◆ **ENTRIES**
---
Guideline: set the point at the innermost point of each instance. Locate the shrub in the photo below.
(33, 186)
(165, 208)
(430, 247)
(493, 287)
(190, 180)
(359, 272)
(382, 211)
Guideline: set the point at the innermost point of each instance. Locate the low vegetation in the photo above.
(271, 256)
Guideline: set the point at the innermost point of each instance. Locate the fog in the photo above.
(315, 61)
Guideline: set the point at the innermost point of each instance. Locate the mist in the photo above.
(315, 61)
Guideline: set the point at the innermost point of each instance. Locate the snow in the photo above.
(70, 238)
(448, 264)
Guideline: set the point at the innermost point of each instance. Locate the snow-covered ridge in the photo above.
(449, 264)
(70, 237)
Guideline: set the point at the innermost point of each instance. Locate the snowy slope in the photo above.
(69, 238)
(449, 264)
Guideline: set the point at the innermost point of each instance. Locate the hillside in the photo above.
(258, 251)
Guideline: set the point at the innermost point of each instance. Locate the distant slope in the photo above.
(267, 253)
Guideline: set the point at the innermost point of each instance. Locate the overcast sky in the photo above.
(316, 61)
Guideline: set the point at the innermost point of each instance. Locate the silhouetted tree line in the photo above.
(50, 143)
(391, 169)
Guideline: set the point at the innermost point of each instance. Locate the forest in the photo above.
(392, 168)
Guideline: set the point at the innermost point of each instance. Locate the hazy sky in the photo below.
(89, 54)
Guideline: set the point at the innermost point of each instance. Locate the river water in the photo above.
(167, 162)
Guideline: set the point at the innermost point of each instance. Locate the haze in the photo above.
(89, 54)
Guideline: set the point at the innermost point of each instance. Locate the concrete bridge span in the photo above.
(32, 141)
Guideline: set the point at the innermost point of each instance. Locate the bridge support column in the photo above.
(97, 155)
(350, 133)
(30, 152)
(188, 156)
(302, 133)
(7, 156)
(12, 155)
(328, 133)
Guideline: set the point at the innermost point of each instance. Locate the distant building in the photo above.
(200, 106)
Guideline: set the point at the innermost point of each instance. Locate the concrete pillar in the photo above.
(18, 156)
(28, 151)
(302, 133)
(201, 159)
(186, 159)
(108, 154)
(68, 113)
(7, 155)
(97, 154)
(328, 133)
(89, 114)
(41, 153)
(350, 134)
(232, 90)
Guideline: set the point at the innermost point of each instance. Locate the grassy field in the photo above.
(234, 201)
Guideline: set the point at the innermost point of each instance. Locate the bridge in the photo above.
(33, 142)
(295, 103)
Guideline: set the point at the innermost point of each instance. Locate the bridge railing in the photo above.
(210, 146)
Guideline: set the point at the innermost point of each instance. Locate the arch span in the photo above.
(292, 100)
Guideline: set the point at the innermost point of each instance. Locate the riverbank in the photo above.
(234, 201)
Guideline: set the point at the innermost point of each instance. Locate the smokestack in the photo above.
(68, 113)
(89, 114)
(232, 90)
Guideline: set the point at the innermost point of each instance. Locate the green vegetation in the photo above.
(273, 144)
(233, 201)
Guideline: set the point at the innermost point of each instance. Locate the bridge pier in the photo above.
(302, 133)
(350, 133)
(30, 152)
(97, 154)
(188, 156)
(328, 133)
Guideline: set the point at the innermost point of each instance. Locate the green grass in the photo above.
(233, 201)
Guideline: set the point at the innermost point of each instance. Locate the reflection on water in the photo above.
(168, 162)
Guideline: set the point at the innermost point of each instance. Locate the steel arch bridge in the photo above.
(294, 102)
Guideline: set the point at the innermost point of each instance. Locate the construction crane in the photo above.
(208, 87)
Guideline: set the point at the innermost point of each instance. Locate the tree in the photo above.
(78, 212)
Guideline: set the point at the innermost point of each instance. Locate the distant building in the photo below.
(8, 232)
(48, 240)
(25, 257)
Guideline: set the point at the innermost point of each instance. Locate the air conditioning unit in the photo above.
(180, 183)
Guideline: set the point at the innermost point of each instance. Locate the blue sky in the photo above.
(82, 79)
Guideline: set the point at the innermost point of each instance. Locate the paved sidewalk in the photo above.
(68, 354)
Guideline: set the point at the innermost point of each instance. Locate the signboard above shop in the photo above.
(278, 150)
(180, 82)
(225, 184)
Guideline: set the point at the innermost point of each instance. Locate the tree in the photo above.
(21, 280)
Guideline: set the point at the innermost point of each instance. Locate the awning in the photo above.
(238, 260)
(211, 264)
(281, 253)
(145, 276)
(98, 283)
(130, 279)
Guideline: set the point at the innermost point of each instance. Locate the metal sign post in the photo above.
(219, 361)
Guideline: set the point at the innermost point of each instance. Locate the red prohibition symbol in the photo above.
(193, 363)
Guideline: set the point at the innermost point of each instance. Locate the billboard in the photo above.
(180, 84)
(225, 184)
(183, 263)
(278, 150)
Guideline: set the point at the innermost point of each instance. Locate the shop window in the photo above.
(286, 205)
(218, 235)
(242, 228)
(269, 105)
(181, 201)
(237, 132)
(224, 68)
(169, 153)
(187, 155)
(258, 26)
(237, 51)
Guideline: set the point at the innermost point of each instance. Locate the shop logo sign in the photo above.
---
◆ **WORK TO COMPLETE**
Copy all of the lines above word for word, changing nothing.

◆ **COMPLETE RESPONSE**
Guideline: set the point at the innermost point of each instance. Locate the shrub in the photo below.
(33, 186)
(165, 208)
(430, 247)
(493, 287)
(190, 180)
(359, 272)
(382, 211)
Guideline: set the point at the innermost point of each instance. Locate the low vegetation in the photo above.
(271, 256)
Guideline: set the point at the innermost point of each instance. Locate the fog in the photo above.
(315, 61)
Guideline: set the point at the innermost point of each instance. Locate the mist in the photo above.
(315, 61)
Guideline: set the point at the innermost point of each instance. Locate the snow in the photo above.
(70, 238)
(448, 264)
Guideline: set the point at the innermost point of each instance. Locate the snow-covered ridge in the photo above.
(449, 264)
(70, 237)
Guideline: set the point at the innermost point of each instance. Locate the snowy slope in the photo above.
(69, 238)
(449, 264)
Guideline: set the point at the innermost point of each instance. Locate the hillside in the photo above.
(258, 251)
Guideline: set the point at the innermost point of each instance. Locate the distant slope in the photo above.
(267, 253)
Guideline: set the point at the innermost point of each instance. Locate the overcast sky in the photo above.
(316, 61)
Guideline: set the point at the innermost point of each instance. Locate the silhouetted tree line in the photo above.
(50, 143)
(391, 169)
Guideline: set the point at the innermost point of each instance. Locate the forest in the photo above.
(392, 168)
Guideline: set the point at the innermost point of each instance. Locate the hazy sky in the photo below.
(89, 54)
Guideline: set the point at the innermost point of each instance. Locate the river water in the photo above.
(167, 162)
Guideline: set the point at the innermost point of each instance. Locate the haze in the photo above.
(89, 54)
Guideline: set the point at the innermost point of each instance. Locate the concrete bridge span in the photo above.
(32, 141)
Guideline: set the point at the innermost point of each instance. Locate the bridge support column in the photo above.
(97, 155)
(350, 133)
(30, 152)
(188, 156)
(302, 133)
(7, 156)
(12, 155)
(328, 133)
Guideline: set the point at the innermost point of each instance. Locate the distant building in the photo above.
(200, 106)
Guideline: set the point at the innermost point of each instance. Locate the concrete pillar in the photo above.
(18, 156)
(28, 151)
(302, 133)
(201, 159)
(186, 159)
(108, 154)
(68, 113)
(7, 155)
(97, 154)
(328, 133)
(89, 114)
(41, 153)
(350, 134)
(232, 90)
Guideline: set the point at the innermost point of each instance. Locate the grassy field in the photo above.
(234, 201)
Guideline: set the point at the innermost point of each instance. Locate the bridge in the photo above.
(33, 142)
(295, 103)
Guideline: set the point at the innermost point of each instance. Locate the bridge railing in the photo above.
(210, 146)
Guideline: set the point at the innermost point of each instance. Locate the arch span in the photo above.
(292, 100)
Guideline: set the point at the innermost point of each instance. Locate the riverbank in the photo above.
(234, 201)
Guideline: set the point at the innermost point of each instance. Locate the smokestack in the photo above.
(68, 113)
(89, 114)
(232, 90)
Guideline: set the point at the innermost point of each instance. Locate the green vegetation in the photo above.
(273, 144)
(233, 201)
Guideline: set the point at the innermost point of each instance. Locate the bridge pier in the photo above.
(302, 133)
(350, 133)
(30, 152)
(97, 154)
(188, 156)
(328, 133)
Guideline: set the point at the innermost point of each instance. Locate the green grass in the photo above.
(233, 201)
Guideline: set the point at the innermost point of each instance. Locate the reflection on water in the photo above.
(168, 162)
Guideline: set the point at the innermost point of each instance. Locate the steel arch bridge in the photo above.
(294, 102)
Guideline: set the point at the innermost point of each instance. Locate the construction crane in the photo above.
(208, 87)
Guideline: set the point at the innermost point of each instance. Locate the tree in the photo above.
(78, 212)
Guideline: set the point at the innermost point of each instance. Locate the distant building in the photo below.
(8, 232)
(48, 240)
(25, 257)
Guideline: set the point at the innermost point of each instance. Locate the air conditioning unit in the photo above.
(180, 183)
Guideline: set the point at the innermost point of each instance. Locate the blue sky in the photo above.
(82, 79)
Guideline: set the point at the innermost point of each instance. Locate the paved sidewalk in the photo above.
(68, 354)
Guideline: set the point at the innermost point of each instance. Locate the signboard above shop in the photo above.
(278, 150)
(180, 82)
(225, 184)
Guideline: set the point at the innermost point of each instance. Locate the tree in the photo above.
(21, 280)
Guideline: set the point at the innermost point of each instance. Locate the awning in the photo above.
(238, 260)
(211, 264)
(281, 253)
(145, 276)
(98, 283)
(130, 279)
Guideline: set the point at the innermost point of each instance. Locate the metal sign post in the photo above.
(219, 361)
Guideline: set the point at the innermost point of each instance. Locate the red prohibition symbol in the photo above.
(193, 363)
Guideline: set the point at the innermost point of each instance. Locate the billboard in the photo above.
(180, 84)
(225, 184)
(183, 263)
(278, 150)
Guideline: set the point at the innermost point of each instance. Locate the shop window in the photo above.
(286, 205)
(218, 235)
(242, 228)
(269, 105)
(181, 201)
(237, 132)
(224, 68)
(169, 153)
(187, 155)
(258, 26)
(237, 51)
Guideline: set the point at the innermost point of each instance. Locate the shop logo sign in the photo above.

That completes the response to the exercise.